— begin —

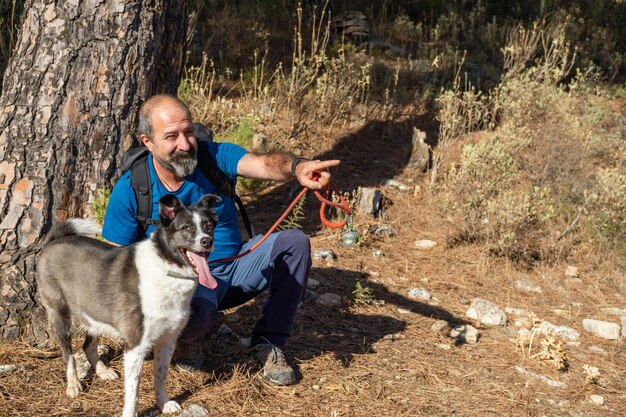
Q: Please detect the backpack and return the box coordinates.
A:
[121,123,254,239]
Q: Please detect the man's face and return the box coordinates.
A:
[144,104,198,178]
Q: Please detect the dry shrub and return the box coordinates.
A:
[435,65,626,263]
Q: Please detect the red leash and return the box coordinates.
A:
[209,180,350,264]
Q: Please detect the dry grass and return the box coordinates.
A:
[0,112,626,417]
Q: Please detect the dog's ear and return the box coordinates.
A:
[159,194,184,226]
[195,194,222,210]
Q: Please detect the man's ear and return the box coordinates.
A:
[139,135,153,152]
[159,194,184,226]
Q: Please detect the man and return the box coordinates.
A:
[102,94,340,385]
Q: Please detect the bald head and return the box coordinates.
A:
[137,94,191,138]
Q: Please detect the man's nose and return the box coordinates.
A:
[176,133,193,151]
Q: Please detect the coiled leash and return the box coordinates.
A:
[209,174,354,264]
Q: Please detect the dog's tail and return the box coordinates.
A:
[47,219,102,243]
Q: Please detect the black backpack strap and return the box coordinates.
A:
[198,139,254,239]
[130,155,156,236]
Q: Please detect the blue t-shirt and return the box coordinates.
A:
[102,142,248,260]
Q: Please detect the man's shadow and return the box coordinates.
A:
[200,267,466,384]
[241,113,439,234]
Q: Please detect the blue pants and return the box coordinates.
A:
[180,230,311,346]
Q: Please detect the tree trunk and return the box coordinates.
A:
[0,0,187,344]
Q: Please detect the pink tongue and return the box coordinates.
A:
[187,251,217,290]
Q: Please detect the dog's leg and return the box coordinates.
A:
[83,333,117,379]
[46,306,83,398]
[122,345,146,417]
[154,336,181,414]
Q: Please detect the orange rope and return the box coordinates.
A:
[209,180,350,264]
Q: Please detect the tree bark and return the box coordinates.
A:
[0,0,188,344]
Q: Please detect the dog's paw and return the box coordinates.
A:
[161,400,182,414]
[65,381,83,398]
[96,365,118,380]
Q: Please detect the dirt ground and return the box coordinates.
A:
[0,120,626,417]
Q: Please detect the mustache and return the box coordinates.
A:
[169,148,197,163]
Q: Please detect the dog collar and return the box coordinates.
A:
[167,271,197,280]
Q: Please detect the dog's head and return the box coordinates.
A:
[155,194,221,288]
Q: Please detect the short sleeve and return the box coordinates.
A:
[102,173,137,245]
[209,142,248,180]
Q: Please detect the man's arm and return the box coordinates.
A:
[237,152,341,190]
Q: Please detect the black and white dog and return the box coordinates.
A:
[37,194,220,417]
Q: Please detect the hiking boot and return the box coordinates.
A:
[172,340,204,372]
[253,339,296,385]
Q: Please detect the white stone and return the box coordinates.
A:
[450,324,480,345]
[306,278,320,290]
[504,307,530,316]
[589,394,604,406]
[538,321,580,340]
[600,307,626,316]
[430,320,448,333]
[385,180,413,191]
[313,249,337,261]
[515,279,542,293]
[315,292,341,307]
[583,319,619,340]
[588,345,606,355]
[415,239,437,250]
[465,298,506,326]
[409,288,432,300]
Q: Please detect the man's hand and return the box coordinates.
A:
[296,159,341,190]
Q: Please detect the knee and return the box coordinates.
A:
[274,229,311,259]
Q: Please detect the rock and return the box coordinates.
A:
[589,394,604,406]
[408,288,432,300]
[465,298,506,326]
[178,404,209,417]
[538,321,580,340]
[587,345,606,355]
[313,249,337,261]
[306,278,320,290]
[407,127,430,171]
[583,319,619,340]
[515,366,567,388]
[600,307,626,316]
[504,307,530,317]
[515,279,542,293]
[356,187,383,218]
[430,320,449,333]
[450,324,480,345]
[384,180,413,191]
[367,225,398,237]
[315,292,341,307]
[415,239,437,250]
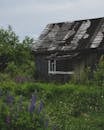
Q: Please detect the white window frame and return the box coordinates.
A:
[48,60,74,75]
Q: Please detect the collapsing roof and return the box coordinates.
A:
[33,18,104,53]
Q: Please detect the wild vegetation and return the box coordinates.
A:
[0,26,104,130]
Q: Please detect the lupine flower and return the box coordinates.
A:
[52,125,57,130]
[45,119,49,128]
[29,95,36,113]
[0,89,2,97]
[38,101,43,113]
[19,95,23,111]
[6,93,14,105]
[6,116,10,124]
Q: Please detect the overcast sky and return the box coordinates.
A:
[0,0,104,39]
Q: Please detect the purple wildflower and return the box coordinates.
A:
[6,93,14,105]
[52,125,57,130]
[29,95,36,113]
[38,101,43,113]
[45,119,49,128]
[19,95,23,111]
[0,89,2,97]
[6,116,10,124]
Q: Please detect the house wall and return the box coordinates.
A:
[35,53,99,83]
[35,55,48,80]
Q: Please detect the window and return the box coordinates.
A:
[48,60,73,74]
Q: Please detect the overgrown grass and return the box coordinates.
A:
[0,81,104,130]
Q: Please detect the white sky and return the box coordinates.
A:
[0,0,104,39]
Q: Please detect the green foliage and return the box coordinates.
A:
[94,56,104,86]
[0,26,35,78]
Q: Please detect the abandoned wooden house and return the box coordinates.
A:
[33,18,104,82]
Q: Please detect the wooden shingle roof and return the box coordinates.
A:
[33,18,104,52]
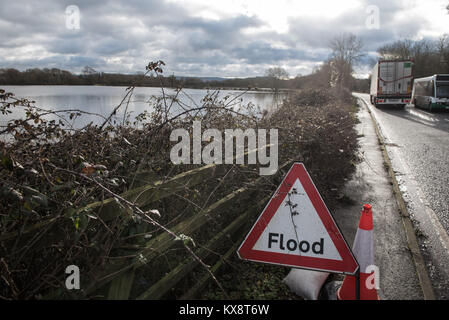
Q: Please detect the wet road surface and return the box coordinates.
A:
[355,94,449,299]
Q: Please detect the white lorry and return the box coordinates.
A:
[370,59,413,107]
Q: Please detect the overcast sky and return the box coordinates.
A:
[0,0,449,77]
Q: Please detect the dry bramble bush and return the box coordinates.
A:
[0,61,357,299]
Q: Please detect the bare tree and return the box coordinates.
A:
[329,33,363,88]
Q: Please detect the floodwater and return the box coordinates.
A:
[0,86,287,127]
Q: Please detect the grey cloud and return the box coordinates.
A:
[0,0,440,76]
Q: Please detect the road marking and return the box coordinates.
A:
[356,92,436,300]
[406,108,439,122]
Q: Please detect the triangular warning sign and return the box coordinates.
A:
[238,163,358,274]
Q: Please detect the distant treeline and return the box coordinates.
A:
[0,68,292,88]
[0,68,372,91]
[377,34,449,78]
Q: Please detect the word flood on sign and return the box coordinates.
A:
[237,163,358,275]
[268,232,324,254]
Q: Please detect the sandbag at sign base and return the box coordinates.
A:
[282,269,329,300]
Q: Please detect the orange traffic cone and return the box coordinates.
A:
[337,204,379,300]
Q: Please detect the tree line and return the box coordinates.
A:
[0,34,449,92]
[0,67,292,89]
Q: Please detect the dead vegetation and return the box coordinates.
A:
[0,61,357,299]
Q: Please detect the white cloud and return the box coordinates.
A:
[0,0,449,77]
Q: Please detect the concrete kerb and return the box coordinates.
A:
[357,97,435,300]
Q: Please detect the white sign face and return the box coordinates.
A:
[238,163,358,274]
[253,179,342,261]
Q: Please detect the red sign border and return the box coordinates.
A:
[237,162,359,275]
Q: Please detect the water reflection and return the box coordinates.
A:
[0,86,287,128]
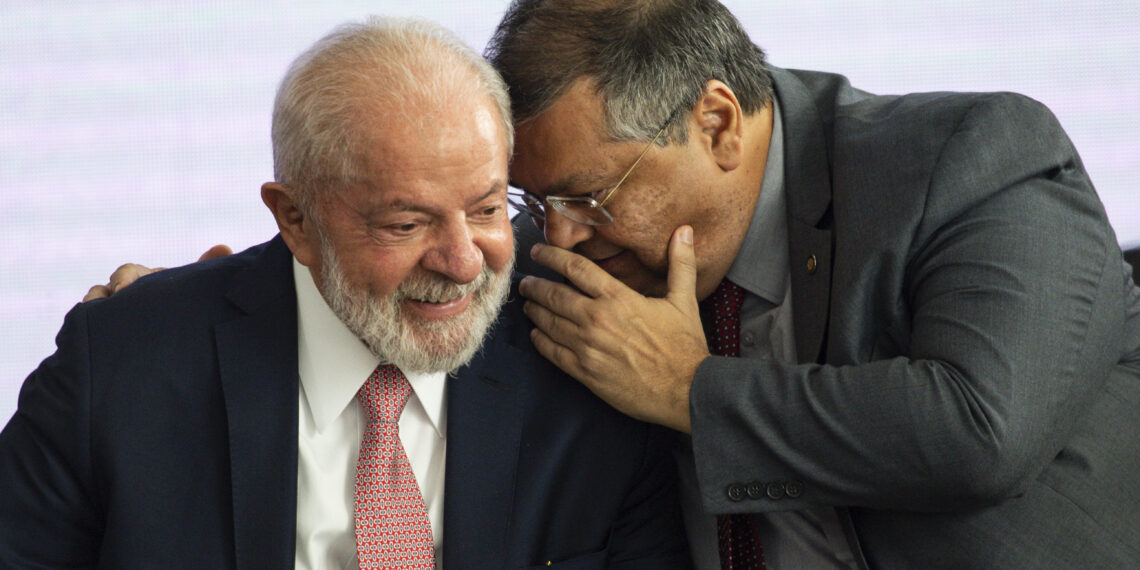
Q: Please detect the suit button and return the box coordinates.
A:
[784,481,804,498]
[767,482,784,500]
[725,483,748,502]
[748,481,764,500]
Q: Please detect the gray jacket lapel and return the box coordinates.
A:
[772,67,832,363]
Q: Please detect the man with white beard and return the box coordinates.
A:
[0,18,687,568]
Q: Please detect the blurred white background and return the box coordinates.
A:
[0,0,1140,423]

— end —

What you are asked to do: Give the whole listing above as a JSON list of strings with one string per line. Skip blank lines and leave the pictures out.

Full output:
[
  "Q: Please detect the backpack and return the box coordinates.",
  "A:",
  "[121,123,254,239]",
  "Q: Please detect the man's face and return the box coordinates.",
  "A:",
  "[144,104,198,178]",
  "Q: Please detect the dry shrub and return the box coordinates.",
  "A:",
  "[435,65,626,263]",
  "Q: Please detect the red leash and return the box coordinates.",
  "A:",
  "[209,180,350,264]",
  "Q: Please detect the dry grass and return the box coordinates.",
  "A:",
  "[0,112,626,417]",
  "Q: Please detect the dog's ear and return the box coordinates.",
  "A:",
  "[159,194,184,226]",
  "[195,194,222,210]",
  "Q: Please detect the man's ear and return the box coordinates.",
  "A:",
  "[139,135,153,152]",
  "[159,194,184,226]",
  "Q: Please detect the man and return the box coordinates.",
  "A:",
  "[102,94,340,385]",
  "Q: Please detect the bald head and return the box coordinates.",
  "A:",
  "[137,94,191,138]",
  "Q: Please detect the man's nose and return the box coordinates.",
  "A:",
  "[176,133,193,151]",
  "Q: Please detect the coiled leash and return the box coordinates.",
  "A:",
  "[209,174,354,264]",
  "Q: Please detect the dog's tail and return the box coordinates.",
  "A:",
  "[47,219,102,243]",
  "Q: Please detect the black backpack strap and return the box coordinates.",
  "A:",
  "[198,139,254,239]",
  "[130,155,156,236]",
  "Q: Please detect the blue t-shirt and return the box coordinates.",
  "A:",
  "[102,142,248,260]",
  "Q: Please detect the man's shadow and return the box coordinates.",
  "A:",
  "[200,267,466,384]",
  "[241,113,439,234]",
  "Q: Please detect the blue pants and return the box coordinates.",
  "A:",
  "[180,230,311,346]",
  "Q: Please detect the tree trunk and return the box coordinates.",
  "A:",
  "[0,0,187,344]",
  "Q: Please detect the pink tongue and return the box coordinates.",
  "A:",
  "[187,251,217,290]",
  "Q: Please detect the dog's leg and return the box coordinates.",
  "A:",
  "[83,333,117,379]",
  "[46,306,83,398]",
  "[122,345,146,417]",
  "[154,336,181,414]",
  "Q: Please detect the orange rope and return the box coordinates.",
  "A:",
  "[209,180,350,264]",
  "Q: Please detect the tree bark and return the box coordinates.",
  "A:",
  "[0,0,188,344]",
  "Q: Please detect the dog's paw and return the box coordinates.",
  "A:",
  "[161,400,182,414]",
  "[65,381,83,398]",
  "[96,365,118,380]",
  "Q: Please detect the dirt ground and return the box coordinates.",
  "A:",
  "[0,120,626,417]",
  "Q: Please detect the mustache and return the box coordinates.",
  "A:",
  "[169,148,197,163]",
  "Q: Please detect the dog collar and return the box coordinates.",
  "A:",
  "[167,271,197,280]",
  "Q: Please detect the dog's head and return the box coordinates.",
  "A:",
  "[155,194,221,288]",
  "Q: Please detect the short sleeve and return the box coordinates.",
  "A:",
  "[102,173,137,245]",
  "[209,142,248,180]",
  "Q: Please detect the man's arm and return the box coordinates.",
  "A:",
  "[237,152,341,190]",
  "Q: Please detect the black and white dog and return the box coordinates.",
  "A:",
  "[37,194,220,417]",
  "Q: Please detect the hiking boot and return the box coordinates.",
  "A:",
  "[172,340,204,372]",
  "[253,339,296,385]",
  "Q: Please detect the white stone and return the box coordinates.",
  "A:",
  "[450,324,480,345]",
  "[306,278,320,290]",
  "[504,307,530,316]",
  "[589,394,604,406]",
  "[538,321,580,340]",
  "[600,307,626,316]",
  "[430,320,448,333]",
  "[385,180,413,191]",
  "[313,249,337,261]",
  "[515,279,542,293]",
  "[315,292,341,307]",
  "[583,319,619,340]",
  "[588,345,606,355]",
  "[415,239,437,250]",
  "[465,298,506,326]",
  "[409,288,432,300]",
  "Q: Please detect the man's hand and return the box coordinates.",
  "A:",
  "[296,159,341,190]",
  "Q: Please detect the knee and return the box coordinates.",
  "A:",
  "[274,229,311,259]",
  "Q: Please detect the rock and return the box coordinates.",
  "A:",
  "[589,394,604,406]",
  "[408,288,432,300]",
  "[465,298,506,326]",
  "[178,404,209,417]",
  "[538,321,580,340]",
  "[587,345,606,355]",
  "[313,249,337,261]",
  "[306,278,320,290]",
  "[407,127,430,171]",
  "[583,319,619,340]",
  "[515,366,567,388]",
  "[600,307,626,316]",
  "[504,307,530,317]",
  "[515,279,542,293]",
  "[356,187,383,218]",
  "[430,320,449,333]",
  "[450,324,480,345]",
  "[384,180,413,191]",
  "[367,225,398,237]",
  "[315,292,341,307]",
  "[415,239,437,250]",
  "Q: Please detect the white window frame and return the box coordinates.",
  "A:",
  "[48,60,74,75]",
  "Q: Please detect the collapsing roof and return the box coordinates.",
  "A:",
  "[33,18,104,53]",
  "Q: Please detect the wild vegetation and return the box coordinates.",
  "A:",
  "[0,26,104,130]",
  "Q: Please detect the lupine flower and return the box coordinates.",
  "A:",
  "[52,125,57,130]",
  "[45,119,49,128]",
  "[29,95,36,113]",
  "[0,89,2,97]",
  "[38,101,43,113]",
  "[19,95,23,111]",
  "[6,93,14,105]",
  "[6,116,10,124]",
  "Q: Please detect the overcast sky and return the box coordinates.",
  "A:",
  "[0,0,104,39]",
  "Q: Please detect the purple wildflower and return the box coordinates.",
  "A:",
  "[6,93,14,105]",
  "[52,125,57,130]",
  "[29,95,36,113]",
  "[38,101,43,113]",
  "[45,119,49,128]",
  "[19,95,23,111]",
  "[0,89,2,97]",
  "[6,116,10,124]",
  "Q: Please detect the house wall and return the box coordinates.",
  "A:",
  "[35,53,99,83]",
  "[35,55,48,80]",
  "Q: Please detect the window and return the box coordinates.",
  "A:",
  "[48,60,73,74]",
  "Q: Please detect the overgrown grass and return the box coordinates.",
  "A:",
  "[0,81,104,130]",
  "Q: Please detect the white sky and return the box coordinates.",
  "A:",
  "[0,0,104,39]",
  "Q: Please detect the green foliage and return the box coordinates.",
  "A:",
  "[94,56,104,86]",
  "[0,26,35,78]",
  "Q: Please detect the abandoned wooden house and return the box coordinates.",
  "A:",
  "[33,18,104,82]",
  "Q: Please detect the wooden shingle roof and return the box coordinates.",
  "A:",
  "[33,18,104,52]",
  "Q: Please detect the wet road surface and return the box coordinates.",
  "A:",
  "[355,94,449,299]",
  "Q: Please detect the white lorry and return the box coordinates.",
  "A:",
  "[370,59,413,107]",
  "Q: Please detect the overcast sky and return the box coordinates.",
  "A:",
  "[0,0,449,77]",
  "Q: Please detect the dry bramble bush and return the box coordinates.",
  "A:",
  "[0,61,357,299]",
  "Q: Please detect the bare tree and return the box coordinates.",
  "A:",
  "[329,33,363,88]",
  "Q: Please detect the floodwater and return the box coordinates.",
  "A:",
  "[0,86,287,127]",
  "Q: Please detect the grey cloud and return the box coordinates.",
  "A:",
  "[0,0,440,76]",
  "Q: Please detect the road marking and return the box coordinates.",
  "A:",
  "[356,92,436,300]",
  "[406,108,439,122]",
  "Q: Please detect the triangular warning sign and return the box coordinates.",
  "A:",
  "[238,163,358,274]",
  "Q: Please detect the distant treeline and return the box coordinates.",
  "A:",
  "[0,68,292,88]",
  "[0,68,372,91]",
  "[377,34,449,78]",
  "Q: Please detect the word flood on sign and return the box coordinates.",
  "A:",
  "[237,163,358,275]",
  "[268,232,324,254]",
  "Q: Please detect the sandbag at sign base and return the box coordinates.",
  "A:",
  "[282,269,329,300]",
  "Q: Please detect the orange traffic cone and return the box coordinates.",
  "A:",
  "[337,204,379,300]",
  "Q: Please detect the tree line and return the box coordinates.",
  "A:",
  "[0,34,449,92]",
  "[0,67,292,89]",
  "Q: Please detect the dead vegetation and return the box coordinates.",
  "A:",
  "[0,61,357,299]",
  "Q: Please detect the white cloud and return the box coordinates.",
  "A:",
  "[0,0,449,77]",
  "Q: Please detect the concrete kerb and return the box coordinates.",
  "A:",
  "[357,97,435,300]",
  "Q: Please detect the white sign face and return the box coordinates.",
  "A:",
  "[238,163,358,274]",
  "[253,179,342,261]",
  "Q: Please detect the red sign border and return the box coordinates.",
  "A:",
  "[237,162,359,275]",
  "Q: Please detect the water reflection and return the box coordinates.",
  "A:",
  "[0,86,287,128]",
  "Q: Please detect the suit button and return the box coordinates.",
  "A:",
  "[784,481,804,498]",
  "[767,482,784,500]",
  "[725,483,748,502]",
  "[748,481,764,500]",
  "Q: Please detect the gray jacket lapel and return the box coordinates.",
  "A:",
  "[772,67,832,363]",
  "Q: Please detect the man with white beard and return the box coordinates.",
  "A:",
  "[0,18,687,568]",
  "Q: Please detect the blurred white background and return the box coordinates.",
  "A:",
  "[0,0,1140,423]"
]